* Required work
Would you please transcribe exactly the lines from the one containing "Step one of the annotation pipeline: locate the purple" through the end of the material below, and only those?

* Data in this exercise
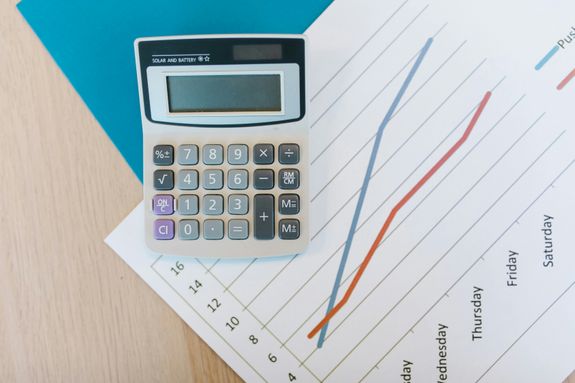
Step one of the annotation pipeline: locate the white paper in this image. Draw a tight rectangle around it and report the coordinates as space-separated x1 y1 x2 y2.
107 0 575 381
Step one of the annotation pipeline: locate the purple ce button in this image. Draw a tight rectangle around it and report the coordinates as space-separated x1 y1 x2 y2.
154 219 174 240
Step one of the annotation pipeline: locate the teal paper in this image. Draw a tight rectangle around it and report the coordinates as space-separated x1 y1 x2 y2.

* Task result
Step one of the annotation pipeline: locate the purple ce button in this image. Draw a tight rectangle around it and report the coordinates as space-separated x1 y1 x2 y2.
154 219 174 240
Step one of the annotation pipeline: locate the teal paper in this image. Draw a tight rectangle around it and report the coordinates as space-separated x1 y1 x2 y2.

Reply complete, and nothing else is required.